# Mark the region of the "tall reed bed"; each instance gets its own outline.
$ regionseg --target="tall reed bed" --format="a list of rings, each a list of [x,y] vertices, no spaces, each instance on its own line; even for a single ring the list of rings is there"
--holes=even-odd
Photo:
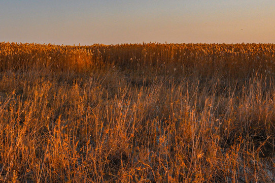
[[[0,43],[0,180],[275,179],[275,46]]]

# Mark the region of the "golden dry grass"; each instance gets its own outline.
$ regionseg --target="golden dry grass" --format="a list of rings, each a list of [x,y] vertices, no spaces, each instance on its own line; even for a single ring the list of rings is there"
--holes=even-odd
[[[275,181],[275,45],[0,43],[2,182]]]

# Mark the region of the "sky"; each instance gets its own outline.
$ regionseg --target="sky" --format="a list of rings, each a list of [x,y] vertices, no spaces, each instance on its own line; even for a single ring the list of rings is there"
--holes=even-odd
[[[0,42],[275,43],[275,1],[0,0]]]

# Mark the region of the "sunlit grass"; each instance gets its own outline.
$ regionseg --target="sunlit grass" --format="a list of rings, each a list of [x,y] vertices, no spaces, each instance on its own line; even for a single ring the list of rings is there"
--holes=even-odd
[[[0,43],[0,179],[275,181],[275,45]]]

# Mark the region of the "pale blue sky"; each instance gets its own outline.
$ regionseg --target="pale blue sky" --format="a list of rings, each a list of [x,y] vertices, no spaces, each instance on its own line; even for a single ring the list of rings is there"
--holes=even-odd
[[[275,43],[274,0],[0,0],[0,42]]]

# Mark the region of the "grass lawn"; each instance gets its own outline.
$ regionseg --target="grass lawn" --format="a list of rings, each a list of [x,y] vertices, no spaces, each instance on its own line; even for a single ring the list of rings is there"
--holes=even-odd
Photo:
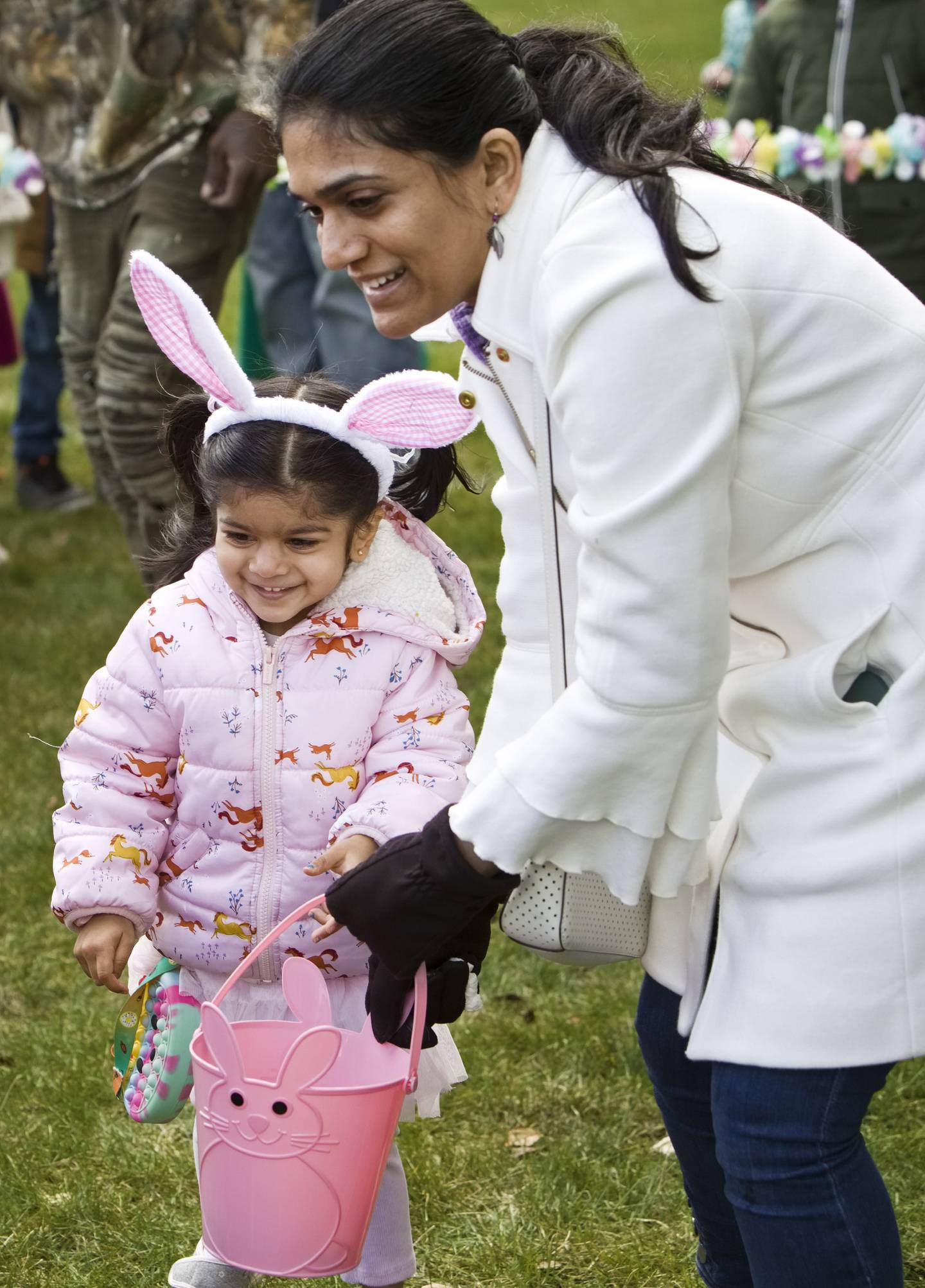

§

*WHAT YOU NEED TO DO*:
Quote all of the entries above verbatim, leaving the pictures out.

*EXERCISE RESPONSE*:
# Mark the region of the "tall reed bed"; each instance gets its own outline.
$ regionseg --target="tall reed bed" --format="a list of rings, each a list of [x,y] vertices, no spaces, each instance on its own line; even for a single ring the list of rings is there"
--holes=even-odd
Photo:
[[[0,43],[0,180],[275,179],[275,46]]]

# Mark the region of the "golden dry grass"; each instance gets its own outline.
$ regionseg --target="golden dry grass" --format="a list of rings, each a list of [x,y] vertices, no spaces, each instance on its own line; even for a single ring the list of rings is there"
--holes=even-odd
[[[275,181],[275,45],[0,43],[2,182]]]

# Mark the region of the "sky"; each instance gets its own outline.
$ regionseg --target="sky" --format="a list of rings, each a list of [x,y] vertices, no spaces, each instance on its own line; even for a single ring the list of rings is there"
--holes=even-odd
[[[0,42],[275,43],[275,1],[0,0]]]

# Mark the region of the "sunlit grass"; each instance gets its own outline.
$ regionseg --target="sunlit grass" --format="a list of rings, each a list of [x,y] vertices, no spaces, each instance on its own line; even for a single ring the list of rings is there"
--holes=even-odd
[[[0,43],[0,179],[275,181],[275,45]]]

# Mark the region of the "pale blue sky"; each instance gets its own outline.
$ regionseg --target="pale blue sky" --format="a list of rings, each a list of [x,y] vertices, no spaces, each instance on its own line; even for a single ring the list of rings is there"
--holes=even-odd
[[[275,43],[274,0],[0,0],[0,42]]]

# Mark the region of the "grass lawn"; each instance gets its own outline.
$ regionseg --target="grass lawn" --format="a list of rings, each a list of [x,y] vertices, no spaces, each instance on its own line; even for a single ring the list of rings is there"
--holes=even-odd
Photo:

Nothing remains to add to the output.